=== Records shown ===

# # # # # # #

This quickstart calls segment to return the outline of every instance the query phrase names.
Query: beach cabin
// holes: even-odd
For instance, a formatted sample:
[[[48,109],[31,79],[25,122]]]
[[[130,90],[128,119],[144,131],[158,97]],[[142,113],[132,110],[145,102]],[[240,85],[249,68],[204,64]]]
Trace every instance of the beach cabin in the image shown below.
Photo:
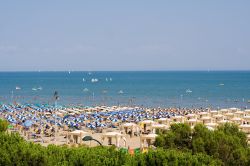
[[[204,116],[202,118],[199,119],[203,124],[206,124],[206,123],[211,123],[212,122],[212,118],[211,117],[208,117],[208,116]]]
[[[240,109],[239,109],[239,108],[229,108],[228,110],[229,110],[229,112],[231,112],[231,113],[234,113],[234,112],[240,111]]]
[[[120,141],[124,142],[124,147],[127,146],[127,140],[125,136],[123,136],[119,132],[107,132],[102,135],[102,143],[104,143],[105,139],[108,139],[108,145],[115,145],[116,147],[120,147]],[[115,143],[113,144],[113,141]]]
[[[155,122],[152,120],[144,120],[140,122],[140,128],[144,133],[147,133],[148,130],[151,129],[152,124]]]
[[[193,129],[194,126],[198,123],[201,123],[198,119],[189,119],[186,121],[188,125]]]
[[[159,124],[170,125],[171,119],[169,118],[160,118],[157,120]]]
[[[230,121],[228,120],[221,120],[221,121],[218,121],[218,125],[221,125],[221,124],[225,124],[225,123],[229,123]]]
[[[211,117],[213,117],[214,115],[218,115],[219,114],[219,112],[218,111],[216,111],[216,110],[212,110],[212,111],[210,111],[210,115],[211,115]]]
[[[219,110],[219,113],[221,113],[222,115],[224,115],[224,114],[226,114],[226,113],[228,113],[228,112],[229,112],[228,109],[220,109],[220,110]]]
[[[158,129],[158,130],[168,130],[169,126],[165,125],[165,124],[153,124],[151,126],[151,131],[152,131],[153,134],[156,133],[156,129]]]
[[[184,123],[184,116],[172,116],[171,122],[172,123]]]
[[[89,135],[88,132],[75,130],[67,133],[67,144],[82,144],[82,138]]]
[[[214,120],[215,120],[216,123],[219,122],[219,121],[224,120],[224,116],[220,115],[220,114],[214,115],[213,118],[214,118]]]
[[[242,118],[237,118],[237,117],[235,117],[235,118],[232,118],[230,121],[231,121],[232,123],[234,123],[234,124],[237,124],[237,125],[243,124],[243,119],[242,119]]]
[[[217,128],[218,123],[213,123],[213,122],[212,123],[206,123],[205,126],[209,127],[209,128],[213,128],[213,130],[214,130],[214,129]]]
[[[246,134],[250,134],[250,125],[249,124],[243,124],[239,126],[240,130]]]
[[[139,126],[135,123],[124,123],[122,125],[122,130],[125,131],[126,134],[130,133],[130,137],[134,136],[134,134],[136,133],[136,135],[139,135]]]
[[[208,112],[199,112],[198,113],[198,119],[201,119],[203,117],[209,117],[210,114]]]
[[[250,116],[249,115],[243,117],[243,123],[244,124],[250,124]]]
[[[235,116],[234,113],[228,112],[228,113],[224,114],[224,117],[225,117],[224,119],[225,120],[231,120],[234,116]]]
[[[146,147],[150,147],[151,145],[153,145],[157,136],[158,136],[157,134],[142,135],[140,138],[140,148],[144,149]]]
[[[237,117],[237,118],[243,118],[244,117],[244,112],[243,111],[236,111],[235,113],[234,113],[234,115],[235,115],[235,117]]]
[[[250,116],[250,109],[247,109],[244,112],[245,112],[245,116]]]
[[[189,120],[189,119],[197,119],[196,114],[187,114],[187,115],[185,115],[185,117],[187,118],[187,120]]]

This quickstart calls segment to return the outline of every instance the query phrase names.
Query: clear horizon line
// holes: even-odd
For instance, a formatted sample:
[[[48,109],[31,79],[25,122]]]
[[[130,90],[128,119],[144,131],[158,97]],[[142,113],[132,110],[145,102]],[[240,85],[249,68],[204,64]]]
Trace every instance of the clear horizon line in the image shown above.
[[[248,72],[250,69],[216,69],[216,70],[4,70],[4,72]]]

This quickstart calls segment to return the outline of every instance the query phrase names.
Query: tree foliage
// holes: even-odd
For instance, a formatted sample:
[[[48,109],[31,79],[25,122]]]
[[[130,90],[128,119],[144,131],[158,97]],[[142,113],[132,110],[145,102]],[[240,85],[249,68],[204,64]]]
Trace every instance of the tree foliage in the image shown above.
[[[234,124],[226,123],[214,131],[198,124],[192,133],[187,124],[173,124],[156,138],[155,146],[209,155],[225,165],[250,165],[246,135]]]
[[[6,131],[8,128],[8,125],[9,125],[9,123],[7,120],[0,119],[0,132]]]

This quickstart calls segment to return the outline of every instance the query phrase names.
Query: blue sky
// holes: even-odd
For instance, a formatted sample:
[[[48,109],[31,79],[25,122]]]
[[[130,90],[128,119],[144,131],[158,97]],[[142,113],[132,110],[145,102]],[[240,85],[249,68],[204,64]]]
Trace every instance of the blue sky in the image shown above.
[[[0,71],[249,70],[249,0],[1,1]]]

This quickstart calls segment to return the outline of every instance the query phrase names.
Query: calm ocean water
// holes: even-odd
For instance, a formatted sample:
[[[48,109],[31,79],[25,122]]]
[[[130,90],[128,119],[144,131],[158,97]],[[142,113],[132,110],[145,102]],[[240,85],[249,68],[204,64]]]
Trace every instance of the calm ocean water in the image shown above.
[[[20,88],[20,89],[19,89]],[[0,72],[0,102],[250,107],[250,72]]]

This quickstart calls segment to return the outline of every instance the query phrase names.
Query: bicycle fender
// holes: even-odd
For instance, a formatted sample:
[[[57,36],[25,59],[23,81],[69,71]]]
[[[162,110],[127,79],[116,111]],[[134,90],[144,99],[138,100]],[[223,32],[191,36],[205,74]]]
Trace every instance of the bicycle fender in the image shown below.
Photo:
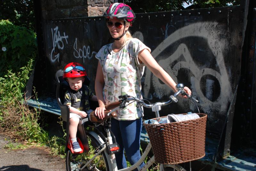
[[[86,133],[90,134],[97,141],[100,145],[105,144],[105,142],[100,136],[96,133],[92,131],[86,131]],[[103,151],[107,157],[108,163],[108,167],[110,170],[117,170],[117,167],[116,161],[116,158],[114,154],[108,154],[106,150]]]

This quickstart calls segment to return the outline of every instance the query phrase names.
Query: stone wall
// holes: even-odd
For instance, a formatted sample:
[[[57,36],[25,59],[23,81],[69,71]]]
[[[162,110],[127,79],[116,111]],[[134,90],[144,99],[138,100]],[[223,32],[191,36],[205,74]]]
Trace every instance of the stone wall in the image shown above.
[[[115,0],[41,0],[44,19],[102,15]]]

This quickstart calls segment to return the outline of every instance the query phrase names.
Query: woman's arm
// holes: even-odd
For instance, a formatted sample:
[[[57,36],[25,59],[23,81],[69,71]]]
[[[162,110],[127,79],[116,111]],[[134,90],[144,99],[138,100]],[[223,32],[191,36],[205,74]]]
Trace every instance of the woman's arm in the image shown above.
[[[138,58],[155,75],[171,87],[174,92],[177,91],[175,89],[175,86],[177,85],[176,83],[169,74],[158,64],[148,50],[145,49],[141,50],[138,55]],[[191,94],[191,91],[187,87],[184,87],[184,90],[189,95]]]
[[[102,71],[102,67],[99,61],[97,68],[97,72],[95,79],[95,92],[98,98],[99,107],[96,108],[94,114],[100,119],[104,118],[104,111],[105,110],[105,102],[103,98],[102,91],[104,84],[104,78]]]

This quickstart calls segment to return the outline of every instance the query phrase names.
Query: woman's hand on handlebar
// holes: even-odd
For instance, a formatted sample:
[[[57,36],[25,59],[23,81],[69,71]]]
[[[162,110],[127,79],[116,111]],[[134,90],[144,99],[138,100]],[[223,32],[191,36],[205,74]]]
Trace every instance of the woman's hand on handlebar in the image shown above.
[[[183,90],[185,92],[185,93],[188,94],[189,95],[191,95],[191,90],[188,87],[184,87],[184,88],[183,89]],[[188,97],[186,95],[184,95],[183,97],[184,98],[188,98]]]
[[[94,114],[100,119],[102,119],[105,117],[104,115],[104,111],[106,109],[105,105],[101,106],[96,108],[94,111]]]

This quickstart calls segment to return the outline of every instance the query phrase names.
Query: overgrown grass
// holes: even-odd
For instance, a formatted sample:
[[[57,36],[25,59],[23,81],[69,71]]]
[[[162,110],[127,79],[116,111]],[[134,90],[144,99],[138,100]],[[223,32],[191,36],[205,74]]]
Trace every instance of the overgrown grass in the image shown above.
[[[41,111],[29,108],[23,98],[33,63],[31,59],[19,72],[9,71],[8,74],[0,77],[0,106],[3,107],[0,107],[0,125],[11,138],[6,147],[13,149],[46,145],[51,148],[53,154],[63,157],[65,137],[49,137],[41,124],[44,119]],[[60,121],[59,123],[62,124]],[[13,139],[23,143],[18,144]]]

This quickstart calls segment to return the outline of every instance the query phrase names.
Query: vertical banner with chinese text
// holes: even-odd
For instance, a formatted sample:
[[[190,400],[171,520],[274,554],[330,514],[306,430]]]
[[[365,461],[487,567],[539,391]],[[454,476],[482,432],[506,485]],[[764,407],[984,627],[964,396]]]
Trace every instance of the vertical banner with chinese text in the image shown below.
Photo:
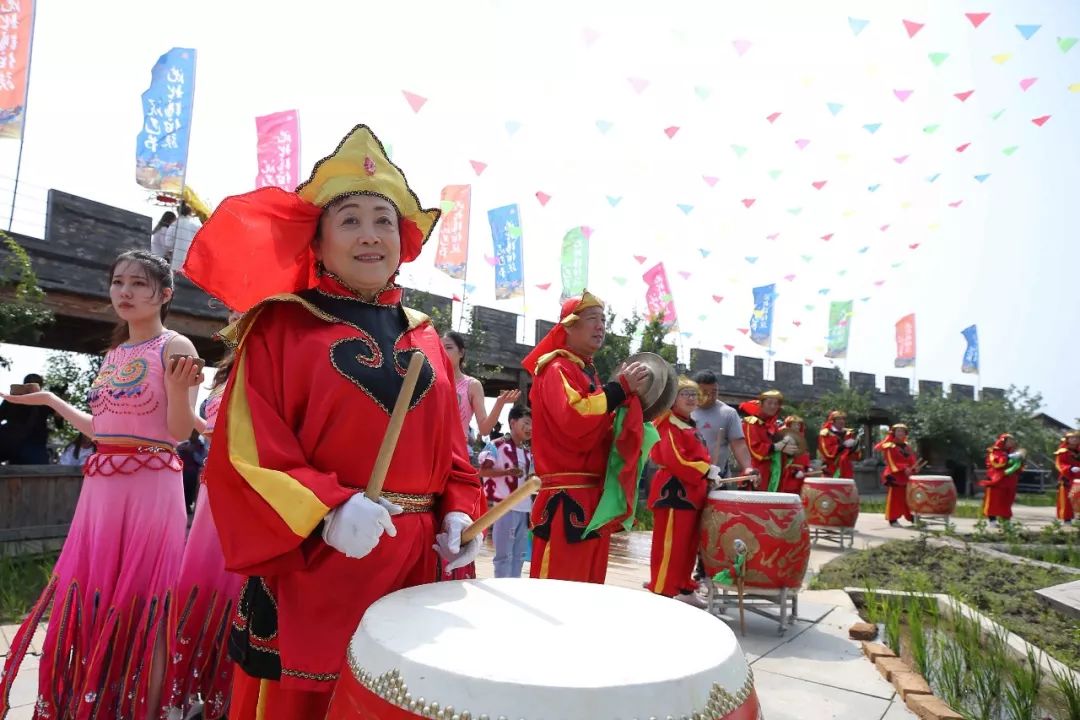
[[[23,136],[33,0],[0,0],[0,137]]]
[[[649,320],[660,317],[664,325],[674,327],[678,323],[675,314],[675,299],[672,297],[672,286],[667,282],[664,263],[658,262],[647,270],[642,280],[648,286],[645,290],[645,304],[649,309]]]
[[[135,181],[180,194],[188,165],[195,51],[173,47],[150,71],[143,93],[143,130],[135,142]]]
[[[454,280],[465,279],[469,263],[469,204],[472,186],[448,185],[443,188],[440,206],[443,216],[438,221],[438,246],[435,248],[435,268]]]
[[[589,284],[589,234],[585,228],[573,228],[563,235],[563,290],[561,300],[573,298]]]
[[[282,110],[255,119],[258,174],[255,187],[292,192],[300,184],[300,113]]]
[[[775,284],[754,288],[754,312],[750,316],[750,339],[759,345],[772,344],[772,309],[775,304]]]
[[[915,313],[896,321],[896,367],[915,365]]]
[[[837,300],[828,305],[828,341],[825,357],[847,357],[851,339],[851,311],[853,300]]]
[[[495,299],[525,297],[525,258],[522,253],[522,220],[517,205],[487,212],[495,244]]]

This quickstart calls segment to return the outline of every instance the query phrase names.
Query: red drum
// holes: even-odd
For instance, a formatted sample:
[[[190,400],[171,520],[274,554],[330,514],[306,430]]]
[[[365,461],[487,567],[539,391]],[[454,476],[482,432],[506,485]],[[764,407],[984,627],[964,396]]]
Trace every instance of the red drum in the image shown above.
[[[802,586],[810,562],[810,531],[798,495],[710,492],[701,514],[701,555],[710,575],[732,567],[735,540],[746,543],[743,581],[747,587]]]
[[[802,505],[811,528],[853,528],[859,519],[859,488],[847,477],[808,477],[802,483]]]
[[[956,510],[956,485],[948,475],[913,475],[907,481],[907,506],[912,515],[951,515]]]
[[[643,617],[663,628],[635,636],[643,662],[597,662]],[[508,578],[409,587],[368,608],[346,665],[327,720],[758,720],[760,711],[725,623],[610,585]]]

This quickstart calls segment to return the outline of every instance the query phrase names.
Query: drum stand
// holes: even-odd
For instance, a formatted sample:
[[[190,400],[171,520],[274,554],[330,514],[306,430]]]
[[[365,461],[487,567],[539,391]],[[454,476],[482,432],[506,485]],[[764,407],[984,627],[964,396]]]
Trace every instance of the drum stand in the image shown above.
[[[842,551],[845,545],[847,547],[855,546],[855,529],[854,528],[827,528],[819,525],[810,526],[810,540],[816,543],[819,540],[828,543],[836,543],[840,546]]]
[[[725,614],[728,608],[738,608],[740,629],[746,635],[746,624],[743,622],[743,611],[750,611],[762,617],[777,621],[777,633],[783,635],[788,626],[794,625],[799,614],[799,592],[791,587],[769,589],[764,587],[744,587],[740,593],[738,587],[728,587],[705,579],[708,588],[708,612],[714,615]],[[740,597],[741,596],[741,597]]]

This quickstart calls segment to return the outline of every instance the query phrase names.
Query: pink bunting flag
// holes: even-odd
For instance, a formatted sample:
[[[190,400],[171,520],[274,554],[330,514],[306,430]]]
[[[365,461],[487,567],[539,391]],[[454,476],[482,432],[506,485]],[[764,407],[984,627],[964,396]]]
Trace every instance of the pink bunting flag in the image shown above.
[[[915,21],[904,21],[904,29],[907,30],[908,38],[914,38],[923,27],[926,27],[923,23],[916,23]]]
[[[423,104],[428,101],[427,97],[417,95],[416,93],[410,93],[407,90],[403,90],[402,94],[405,96],[405,100],[408,103],[408,106],[413,108],[413,112],[419,112],[420,108],[423,107]]]

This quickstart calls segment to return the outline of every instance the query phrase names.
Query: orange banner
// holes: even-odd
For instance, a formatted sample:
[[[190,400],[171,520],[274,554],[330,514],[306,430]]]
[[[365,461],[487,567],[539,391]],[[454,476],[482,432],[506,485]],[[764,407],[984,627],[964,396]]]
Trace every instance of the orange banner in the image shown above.
[[[0,2],[0,137],[18,139],[33,37],[33,0]]]
[[[455,280],[465,279],[469,262],[469,203],[472,186],[448,185],[443,188],[442,221],[435,267]]]

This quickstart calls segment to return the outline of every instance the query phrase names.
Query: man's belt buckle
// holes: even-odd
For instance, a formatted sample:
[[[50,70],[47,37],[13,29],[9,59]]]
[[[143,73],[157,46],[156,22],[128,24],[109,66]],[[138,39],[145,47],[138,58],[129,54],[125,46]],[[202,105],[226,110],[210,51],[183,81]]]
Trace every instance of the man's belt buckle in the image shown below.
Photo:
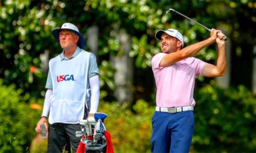
[[[169,113],[176,113],[177,112],[177,108],[176,107],[168,107],[168,112]]]

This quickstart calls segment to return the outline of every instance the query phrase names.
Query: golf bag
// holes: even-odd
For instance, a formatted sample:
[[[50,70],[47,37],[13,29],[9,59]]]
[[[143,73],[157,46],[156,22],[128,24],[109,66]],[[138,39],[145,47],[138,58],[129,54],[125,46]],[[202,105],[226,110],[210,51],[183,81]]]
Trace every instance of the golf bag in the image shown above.
[[[81,137],[81,141],[77,153],[113,152],[110,134],[103,123],[107,116],[104,113],[95,113],[95,121],[79,121],[81,131],[77,131],[76,136]]]

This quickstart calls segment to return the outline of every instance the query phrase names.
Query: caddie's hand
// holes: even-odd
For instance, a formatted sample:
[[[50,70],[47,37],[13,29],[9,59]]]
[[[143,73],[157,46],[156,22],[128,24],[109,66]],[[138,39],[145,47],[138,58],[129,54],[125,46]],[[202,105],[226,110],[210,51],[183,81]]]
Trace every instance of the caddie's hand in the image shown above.
[[[40,120],[39,120],[39,121],[37,122],[37,127],[35,127],[35,131],[39,133],[41,133],[41,124],[44,124],[47,132],[48,133],[47,119],[45,117],[42,117],[40,119]]]

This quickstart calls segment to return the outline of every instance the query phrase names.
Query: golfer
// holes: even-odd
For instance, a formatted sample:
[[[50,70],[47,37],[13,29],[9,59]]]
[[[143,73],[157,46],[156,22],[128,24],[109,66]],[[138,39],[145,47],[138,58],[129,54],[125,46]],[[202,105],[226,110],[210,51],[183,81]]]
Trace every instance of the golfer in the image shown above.
[[[152,118],[152,152],[189,152],[194,126],[193,99],[195,78],[223,76],[226,70],[226,42],[221,31],[212,29],[208,39],[183,48],[183,37],[176,30],[160,30],[162,53],[151,60],[155,79],[155,112]],[[216,65],[194,57],[201,50],[216,42]]]
[[[94,120],[99,100],[99,70],[95,56],[83,49],[84,39],[74,24],[66,23],[52,34],[63,49],[51,59],[41,119],[48,132],[48,152],[76,152],[79,121]],[[49,126],[47,124],[48,118]]]

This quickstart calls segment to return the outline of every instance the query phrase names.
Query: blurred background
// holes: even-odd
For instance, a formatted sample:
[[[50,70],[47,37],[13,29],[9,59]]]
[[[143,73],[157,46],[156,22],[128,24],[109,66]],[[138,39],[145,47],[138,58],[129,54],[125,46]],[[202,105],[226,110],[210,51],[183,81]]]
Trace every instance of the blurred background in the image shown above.
[[[256,2],[253,0],[0,1],[0,152],[46,152],[34,130],[42,112],[48,61],[62,52],[51,31],[70,22],[86,39],[100,71],[98,111],[116,152],[150,152],[155,85],[151,60],[159,29],[176,28],[186,47],[209,32],[227,37],[224,76],[199,77],[190,152],[256,152]],[[195,57],[215,64],[215,44]]]

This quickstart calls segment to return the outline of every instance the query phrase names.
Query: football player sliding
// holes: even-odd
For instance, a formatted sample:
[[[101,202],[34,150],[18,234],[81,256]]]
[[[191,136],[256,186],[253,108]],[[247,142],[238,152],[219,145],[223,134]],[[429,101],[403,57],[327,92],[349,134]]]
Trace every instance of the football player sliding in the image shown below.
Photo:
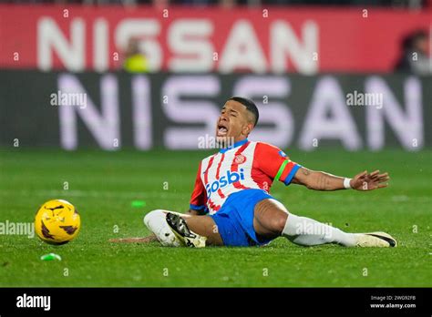
[[[157,210],[144,217],[153,238],[164,246],[262,246],[285,237],[302,246],[334,243],[345,247],[396,247],[385,232],[348,233],[290,212],[270,194],[273,180],[314,190],[375,190],[389,176],[363,171],[353,179],[306,169],[280,148],[248,139],[259,118],[253,101],[233,97],[216,121],[216,139],[226,147],[202,159],[188,213]],[[232,140],[233,142],[230,142]]]

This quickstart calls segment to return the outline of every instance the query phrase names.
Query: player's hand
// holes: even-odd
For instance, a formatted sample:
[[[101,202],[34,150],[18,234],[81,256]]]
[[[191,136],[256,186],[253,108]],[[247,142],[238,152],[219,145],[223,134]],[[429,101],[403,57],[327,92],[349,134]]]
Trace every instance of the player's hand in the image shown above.
[[[386,183],[390,179],[388,173],[380,174],[379,170],[367,173],[367,170],[361,172],[354,177],[350,181],[351,188],[356,190],[374,190],[387,187]]]

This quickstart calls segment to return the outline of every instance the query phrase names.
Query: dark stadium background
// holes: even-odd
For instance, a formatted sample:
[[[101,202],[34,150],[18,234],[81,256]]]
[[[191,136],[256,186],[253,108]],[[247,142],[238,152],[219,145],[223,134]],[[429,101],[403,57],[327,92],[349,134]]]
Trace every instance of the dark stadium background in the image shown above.
[[[0,235],[0,286],[431,286],[430,0],[6,1],[0,16],[0,222],[31,222],[51,199],[82,218],[60,247]],[[398,248],[109,243],[148,235],[151,210],[186,211],[215,150],[199,140],[233,95],[260,108],[251,139],[305,167],[388,171],[370,193],[273,193]]]

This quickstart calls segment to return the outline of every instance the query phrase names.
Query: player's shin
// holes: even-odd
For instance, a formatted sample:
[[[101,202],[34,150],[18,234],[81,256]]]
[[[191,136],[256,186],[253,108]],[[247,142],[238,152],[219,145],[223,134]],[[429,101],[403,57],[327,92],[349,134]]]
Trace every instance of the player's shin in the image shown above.
[[[144,224],[163,246],[180,247],[180,241],[167,223],[167,212],[172,211],[156,210],[149,212],[144,217]]]
[[[306,217],[289,214],[282,235],[292,242],[303,246],[324,243],[337,243],[345,247],[354,247],[356,243],[355,234],[314,220]]]

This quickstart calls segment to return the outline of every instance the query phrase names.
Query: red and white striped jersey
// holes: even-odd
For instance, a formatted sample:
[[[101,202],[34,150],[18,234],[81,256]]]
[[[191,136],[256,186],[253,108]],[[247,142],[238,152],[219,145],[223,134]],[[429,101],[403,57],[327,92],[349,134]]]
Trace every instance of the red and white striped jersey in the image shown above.
[[[247,189],[270,192],[274,179],[289,185],[300,165],[280,148],[247,138],[200,163],[190,208],[217,212],[228,197]]]

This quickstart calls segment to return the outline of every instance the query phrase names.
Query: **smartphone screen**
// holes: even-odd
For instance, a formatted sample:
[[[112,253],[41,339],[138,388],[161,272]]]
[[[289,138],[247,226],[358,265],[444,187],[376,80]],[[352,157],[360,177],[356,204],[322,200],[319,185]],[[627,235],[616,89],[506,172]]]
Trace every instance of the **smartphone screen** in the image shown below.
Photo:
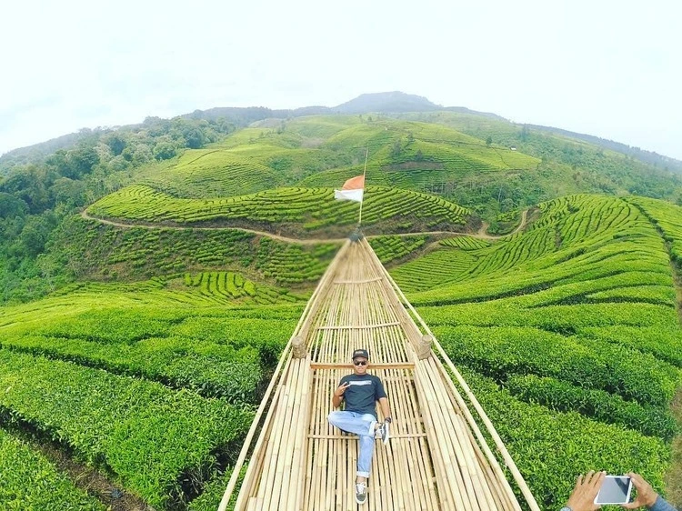
[[[632,481],[627,476],[607,476],[595,504],[625,504],[630,500]]]

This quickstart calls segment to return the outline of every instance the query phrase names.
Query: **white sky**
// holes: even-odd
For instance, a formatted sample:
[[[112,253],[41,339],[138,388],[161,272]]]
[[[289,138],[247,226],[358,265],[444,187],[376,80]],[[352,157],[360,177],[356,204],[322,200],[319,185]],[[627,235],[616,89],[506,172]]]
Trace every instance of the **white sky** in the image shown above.
[[[0,154],[214,106],[400,90],[682,159],[678,0],[6,0]]]

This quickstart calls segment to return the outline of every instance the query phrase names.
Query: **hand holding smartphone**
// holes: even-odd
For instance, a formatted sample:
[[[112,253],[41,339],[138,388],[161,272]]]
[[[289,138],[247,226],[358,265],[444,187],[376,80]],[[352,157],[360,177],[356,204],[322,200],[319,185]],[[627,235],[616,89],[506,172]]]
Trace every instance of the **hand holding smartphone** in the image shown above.
[[[632,491],[632,478],[629,476],[607,476],[597,494],[595,504],[627,504]]]

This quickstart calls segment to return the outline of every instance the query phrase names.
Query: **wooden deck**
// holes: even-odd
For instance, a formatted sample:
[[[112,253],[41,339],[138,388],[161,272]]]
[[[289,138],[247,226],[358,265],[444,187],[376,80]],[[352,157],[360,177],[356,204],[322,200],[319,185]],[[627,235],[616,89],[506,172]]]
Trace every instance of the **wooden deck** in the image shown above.
[[[366,240],[347,242],[308,302],[254,420],[237,462],[238,471],[253,450],[235,509],[520,511],[446,366],[479,416],[480,406],[437,341],[426,337],[432,343],[424,348],[425,334],[428,327]],[[394,417],[388,445],[376,441],[362,506],[354,493],[357,437],[326,421],[357,348],[369,351],[368,372],[384,382]],[[377,412],[381,420],[379,406]],[[478,420],[528,506],[537,509],[487,417]],[[236,483],[233,476],[220,511]]]

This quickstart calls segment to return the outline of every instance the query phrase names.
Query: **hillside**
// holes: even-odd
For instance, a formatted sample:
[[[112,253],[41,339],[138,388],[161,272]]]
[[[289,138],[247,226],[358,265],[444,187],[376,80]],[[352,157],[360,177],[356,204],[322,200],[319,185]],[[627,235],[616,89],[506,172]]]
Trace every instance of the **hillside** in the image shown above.
[[[365,233],[541,507],[592,468],[682,504],[677,177],[463,112],[248,123],[150,121],[0,182],[0,507],[215,509],[367,148]]]

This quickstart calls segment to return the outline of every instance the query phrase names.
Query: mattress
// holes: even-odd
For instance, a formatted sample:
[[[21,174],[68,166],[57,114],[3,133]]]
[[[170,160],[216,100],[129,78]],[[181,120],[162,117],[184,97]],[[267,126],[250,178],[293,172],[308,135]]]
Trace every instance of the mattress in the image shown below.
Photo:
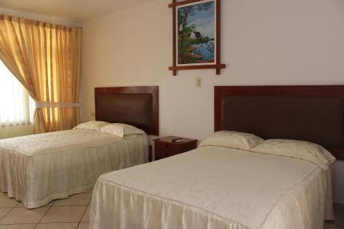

# # # # # # #

Pick out every line of the data above that contains the word "jersey".

=== Complete answer ===
Query: red and white striped jersey
Trace every instance of the red and white striped jersey in the image shown above.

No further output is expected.